Records from a data source:
-.-.-

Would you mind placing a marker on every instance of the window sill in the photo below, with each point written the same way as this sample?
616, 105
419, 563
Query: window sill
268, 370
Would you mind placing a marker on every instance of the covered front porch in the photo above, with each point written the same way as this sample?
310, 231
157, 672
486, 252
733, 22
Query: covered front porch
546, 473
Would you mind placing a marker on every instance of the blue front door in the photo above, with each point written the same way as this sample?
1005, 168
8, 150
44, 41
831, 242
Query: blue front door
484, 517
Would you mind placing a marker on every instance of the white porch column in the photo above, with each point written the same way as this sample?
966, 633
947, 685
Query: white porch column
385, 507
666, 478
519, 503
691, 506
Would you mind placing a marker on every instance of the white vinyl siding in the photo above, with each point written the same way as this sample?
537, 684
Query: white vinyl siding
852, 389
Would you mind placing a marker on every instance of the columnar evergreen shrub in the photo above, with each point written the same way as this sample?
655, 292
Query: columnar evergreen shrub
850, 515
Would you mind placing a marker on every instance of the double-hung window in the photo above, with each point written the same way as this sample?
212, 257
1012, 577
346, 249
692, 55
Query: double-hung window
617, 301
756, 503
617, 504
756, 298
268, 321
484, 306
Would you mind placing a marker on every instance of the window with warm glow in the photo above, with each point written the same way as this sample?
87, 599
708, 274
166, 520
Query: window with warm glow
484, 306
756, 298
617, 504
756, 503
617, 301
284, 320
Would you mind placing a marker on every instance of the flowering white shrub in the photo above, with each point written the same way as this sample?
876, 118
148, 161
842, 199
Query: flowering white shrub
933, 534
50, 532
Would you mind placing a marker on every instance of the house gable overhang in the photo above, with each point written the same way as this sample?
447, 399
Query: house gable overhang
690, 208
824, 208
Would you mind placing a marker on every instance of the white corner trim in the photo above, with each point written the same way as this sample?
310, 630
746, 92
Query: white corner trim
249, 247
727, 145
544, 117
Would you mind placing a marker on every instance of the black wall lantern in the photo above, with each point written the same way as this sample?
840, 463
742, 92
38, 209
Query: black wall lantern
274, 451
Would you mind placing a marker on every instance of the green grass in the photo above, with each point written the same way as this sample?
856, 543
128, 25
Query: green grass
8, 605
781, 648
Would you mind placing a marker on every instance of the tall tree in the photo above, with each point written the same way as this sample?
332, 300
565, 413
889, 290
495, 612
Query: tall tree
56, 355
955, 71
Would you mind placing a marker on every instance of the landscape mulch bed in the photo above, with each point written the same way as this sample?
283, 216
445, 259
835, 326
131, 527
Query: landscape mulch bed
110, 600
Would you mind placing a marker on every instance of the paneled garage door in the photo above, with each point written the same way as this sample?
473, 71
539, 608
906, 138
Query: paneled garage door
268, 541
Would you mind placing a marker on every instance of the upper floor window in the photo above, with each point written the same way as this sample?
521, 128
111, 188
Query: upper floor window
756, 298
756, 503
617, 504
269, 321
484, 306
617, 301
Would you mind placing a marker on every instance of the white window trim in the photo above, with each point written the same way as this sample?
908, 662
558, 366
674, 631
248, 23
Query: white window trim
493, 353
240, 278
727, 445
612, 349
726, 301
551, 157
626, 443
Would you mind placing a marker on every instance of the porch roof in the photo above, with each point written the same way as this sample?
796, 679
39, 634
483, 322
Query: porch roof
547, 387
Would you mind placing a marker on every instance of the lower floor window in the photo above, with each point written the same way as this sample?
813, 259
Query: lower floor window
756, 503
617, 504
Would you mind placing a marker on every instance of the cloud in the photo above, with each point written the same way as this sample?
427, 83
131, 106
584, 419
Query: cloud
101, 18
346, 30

-.-.-

What to work on |
Repeat word for word each line from the one with "of the landscape" to the end of the records above, inclusive.

Output of the task |
Would you mind placing a marker on every instance of the landscape mulch bed in the photo above, with each point written the same way as this sample?
283, 216
445, 259
835, 326
131, 527
Query: landscape mulch bed
110, 600
Would you mind placing a marker on every instance of the paneled garage door in the photo above, with each point written the same way as this sample?
473, 71
539, 608
906, 138
Query: paneled garage door
268, 541
Would you mind placing a marker on every instance of the upper floor window in the photo above, with each point written the same way as this sample?
521, 128
111, 188
Query: upper floor window
756, 298
756, 503
617, 504
269, 321
484, 306
617, 301
Would you mind placing a marker on every instance of the white window trim in the photo above, with each point written the same way as this sample?
908, 662
558, 366
674, 631
248, 23
Query: white window trim
493, 353
240, 278
727, 445
612, 349
726, 301
551, 157
626, 443
Would you mind placing a marker on every instance of the porch roof in the photo above, with each point written the same way as this sample?
796, 679
39, 634
483, 322
Query: porch roof
547, 387
Would you mind placing a marker on every instance of the lower floor window in the photo above, with each point written the same way as this sample?
813, 259
Query: lower floor window
756, 503
617, 504
Would you mind placing a marker on every instance of the cloud in the photo above, with each point written the same way as this sample?
427, 83
131, 106
584, 419
Query: cloud
101, 18
346, 30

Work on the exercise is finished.